Objectives:
**A)** Please list every number in the CBP overcrowding article that gives a capacity or a count of detainees, and say what each one measures.
**B)** Reproduce the CBP overcrowding article word for word, from "The House Oversight" to "the root causes.".

Source excerpt:

Significant overcrowding in CBP facilities sparks debate
While there is unprecedented overcrowding at some Customs and Border Patrol (CBP) holding facilities, the root causes of this overcrowding are up for debate.
The House Oversight Committee held a hearing entitled, “Overcrowding and Prolonged Detention at CBP Facilities.”
At the hearing, the shocking overcrowded conditions at CBP facilities in the Rio Grande Valley sector in Texas were explored.
While there’s no question there is a dangerous level of overcrowding, particularly in the El Paso Del Norte Processing Center Border Patrol processing facility, located at the Paso Del Norte Bridge, Democrats and Republicans disagreed sharply on the root causes.
While Democrats blamed draconian Trump administration policy, Republicans said there is an unprecedented number of people crossing the border - both legally and illegally - and Democrats have failed to provide CPB the necessary funding to deal with it.
In its role as watchdog, the DHSOIG conducted a series of spot and unannounced inspections in facilities in the Rio Grande sector.
In her opening written statement, she described some of the findings.
“During the week of May 6, 2019, we observed dangerous holding conditions at the El Paso Del Norte Processing Center Border Patrol processing facility, located at the Paso Del Norte Bridge. This facility, which has a maximum capacity of 125 detainees, had between 750 and 900 detainees onsite on the dates visited. An individual holding cell with a maximum capacity of 35 held 155 single adults. Further, some of the detainees had been held in standing-room-only conditions for days or weeks.

Data section:
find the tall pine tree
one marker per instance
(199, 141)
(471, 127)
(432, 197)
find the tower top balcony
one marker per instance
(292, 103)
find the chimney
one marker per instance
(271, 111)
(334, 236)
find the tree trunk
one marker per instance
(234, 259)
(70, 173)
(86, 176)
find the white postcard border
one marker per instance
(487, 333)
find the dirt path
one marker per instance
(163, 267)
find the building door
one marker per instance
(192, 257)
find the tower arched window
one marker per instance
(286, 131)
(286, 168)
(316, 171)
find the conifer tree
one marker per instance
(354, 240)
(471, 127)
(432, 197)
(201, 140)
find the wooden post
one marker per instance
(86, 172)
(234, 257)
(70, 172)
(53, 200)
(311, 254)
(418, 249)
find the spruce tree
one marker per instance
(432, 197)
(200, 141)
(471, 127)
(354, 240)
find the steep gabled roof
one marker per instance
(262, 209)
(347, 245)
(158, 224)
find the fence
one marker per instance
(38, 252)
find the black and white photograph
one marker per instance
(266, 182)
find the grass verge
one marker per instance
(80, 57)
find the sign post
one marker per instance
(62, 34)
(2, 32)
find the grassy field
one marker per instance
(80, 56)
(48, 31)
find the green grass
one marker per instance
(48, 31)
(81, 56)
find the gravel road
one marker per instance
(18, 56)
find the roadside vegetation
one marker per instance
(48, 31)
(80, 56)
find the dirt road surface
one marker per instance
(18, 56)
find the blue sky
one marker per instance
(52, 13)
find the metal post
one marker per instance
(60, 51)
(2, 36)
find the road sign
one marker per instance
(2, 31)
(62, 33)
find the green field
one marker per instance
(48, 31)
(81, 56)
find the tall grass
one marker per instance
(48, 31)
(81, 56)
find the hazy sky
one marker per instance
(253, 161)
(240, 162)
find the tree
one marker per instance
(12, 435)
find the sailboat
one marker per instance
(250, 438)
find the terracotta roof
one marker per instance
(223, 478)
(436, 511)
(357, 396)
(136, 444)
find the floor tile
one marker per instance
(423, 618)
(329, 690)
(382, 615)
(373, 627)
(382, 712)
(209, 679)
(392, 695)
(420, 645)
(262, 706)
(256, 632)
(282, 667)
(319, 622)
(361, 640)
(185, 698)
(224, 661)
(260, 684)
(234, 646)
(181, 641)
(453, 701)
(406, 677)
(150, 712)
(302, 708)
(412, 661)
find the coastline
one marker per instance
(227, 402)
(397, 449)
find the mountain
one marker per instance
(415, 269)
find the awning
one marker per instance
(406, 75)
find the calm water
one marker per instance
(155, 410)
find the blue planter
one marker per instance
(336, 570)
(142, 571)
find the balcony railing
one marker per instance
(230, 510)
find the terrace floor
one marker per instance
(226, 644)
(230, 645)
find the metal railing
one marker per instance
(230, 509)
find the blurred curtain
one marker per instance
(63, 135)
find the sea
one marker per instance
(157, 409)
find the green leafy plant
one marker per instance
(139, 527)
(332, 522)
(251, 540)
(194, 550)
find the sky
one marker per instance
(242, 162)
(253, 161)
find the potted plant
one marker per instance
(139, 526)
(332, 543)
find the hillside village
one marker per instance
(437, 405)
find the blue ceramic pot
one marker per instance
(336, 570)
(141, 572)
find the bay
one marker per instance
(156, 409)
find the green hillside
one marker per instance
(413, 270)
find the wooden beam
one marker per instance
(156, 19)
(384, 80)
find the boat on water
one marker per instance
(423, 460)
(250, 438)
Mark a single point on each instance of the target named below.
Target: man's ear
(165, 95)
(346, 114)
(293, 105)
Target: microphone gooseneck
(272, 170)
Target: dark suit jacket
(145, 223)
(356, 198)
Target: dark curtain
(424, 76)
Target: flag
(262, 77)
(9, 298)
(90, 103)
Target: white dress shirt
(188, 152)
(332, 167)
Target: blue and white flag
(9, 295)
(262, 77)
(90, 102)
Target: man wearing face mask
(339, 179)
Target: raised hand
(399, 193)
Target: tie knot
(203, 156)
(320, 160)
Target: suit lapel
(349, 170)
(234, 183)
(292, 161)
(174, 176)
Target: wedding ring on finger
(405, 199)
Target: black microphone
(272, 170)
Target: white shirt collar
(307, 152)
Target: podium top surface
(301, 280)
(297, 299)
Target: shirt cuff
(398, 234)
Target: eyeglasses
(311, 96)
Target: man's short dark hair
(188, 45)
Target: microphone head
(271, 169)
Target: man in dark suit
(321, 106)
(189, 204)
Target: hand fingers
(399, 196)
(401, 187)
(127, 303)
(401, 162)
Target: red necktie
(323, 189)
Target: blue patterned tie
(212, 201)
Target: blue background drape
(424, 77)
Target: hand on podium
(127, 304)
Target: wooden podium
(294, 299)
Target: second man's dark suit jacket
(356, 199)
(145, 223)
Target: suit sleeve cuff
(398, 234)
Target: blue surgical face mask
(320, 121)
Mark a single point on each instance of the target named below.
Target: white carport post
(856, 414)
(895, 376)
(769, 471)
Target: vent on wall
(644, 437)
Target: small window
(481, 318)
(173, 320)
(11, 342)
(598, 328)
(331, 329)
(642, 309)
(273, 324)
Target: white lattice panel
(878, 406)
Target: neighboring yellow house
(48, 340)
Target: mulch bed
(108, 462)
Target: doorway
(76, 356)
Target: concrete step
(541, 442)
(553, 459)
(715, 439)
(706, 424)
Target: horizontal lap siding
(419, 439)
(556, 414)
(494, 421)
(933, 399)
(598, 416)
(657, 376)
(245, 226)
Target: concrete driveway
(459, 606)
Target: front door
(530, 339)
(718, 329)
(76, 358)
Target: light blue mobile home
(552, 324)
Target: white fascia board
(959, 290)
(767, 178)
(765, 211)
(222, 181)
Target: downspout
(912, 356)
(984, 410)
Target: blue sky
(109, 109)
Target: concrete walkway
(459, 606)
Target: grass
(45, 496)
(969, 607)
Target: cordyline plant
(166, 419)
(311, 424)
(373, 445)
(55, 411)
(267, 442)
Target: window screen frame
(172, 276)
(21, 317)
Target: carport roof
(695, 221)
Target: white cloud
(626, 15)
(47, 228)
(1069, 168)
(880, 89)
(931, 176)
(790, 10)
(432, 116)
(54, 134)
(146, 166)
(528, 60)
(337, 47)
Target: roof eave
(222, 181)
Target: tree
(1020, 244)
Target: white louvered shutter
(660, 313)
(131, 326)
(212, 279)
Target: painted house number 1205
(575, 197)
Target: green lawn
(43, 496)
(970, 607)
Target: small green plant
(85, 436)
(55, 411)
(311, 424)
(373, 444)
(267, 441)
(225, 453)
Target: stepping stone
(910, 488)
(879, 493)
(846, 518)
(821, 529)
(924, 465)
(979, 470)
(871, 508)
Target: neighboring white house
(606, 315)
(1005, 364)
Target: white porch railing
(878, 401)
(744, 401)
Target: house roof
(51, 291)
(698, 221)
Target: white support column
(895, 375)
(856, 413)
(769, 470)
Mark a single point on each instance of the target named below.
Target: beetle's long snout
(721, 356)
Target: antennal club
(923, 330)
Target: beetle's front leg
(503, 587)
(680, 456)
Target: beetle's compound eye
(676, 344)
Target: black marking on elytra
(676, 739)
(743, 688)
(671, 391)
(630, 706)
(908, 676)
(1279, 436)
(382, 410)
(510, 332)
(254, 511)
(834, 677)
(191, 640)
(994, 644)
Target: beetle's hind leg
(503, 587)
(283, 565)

Solutions for each task:
**A)**
- 125: the maximum capacity of the El Paso Del Norte Processing Center Border Patrol processing facility
- 750: the low end of the number of detainees onsite on the dates visited
- 900: the high end of the number of detainees onsite on the dates visited
- 35: the maximum capacity of an individual holding cell
- 155: the number of single adults held in that cell

**B)**
The House Oversight Committee held a hearing entitled, “Overcrowding and Prolonged Detention at CBP Facilities.”
At the hearing, the shocking overcrowded conditions at CBP facilities in the Rio Grande Valley sector in Texas were explored.
While there’s no question there is a dangerous level of overcrowding, particularly in the El Paso Del Norte Processing Center Border Patrol processing facility, located at the Paso Del Norte Bridge, Democrats and Republicans disagreed sharply on the root causes.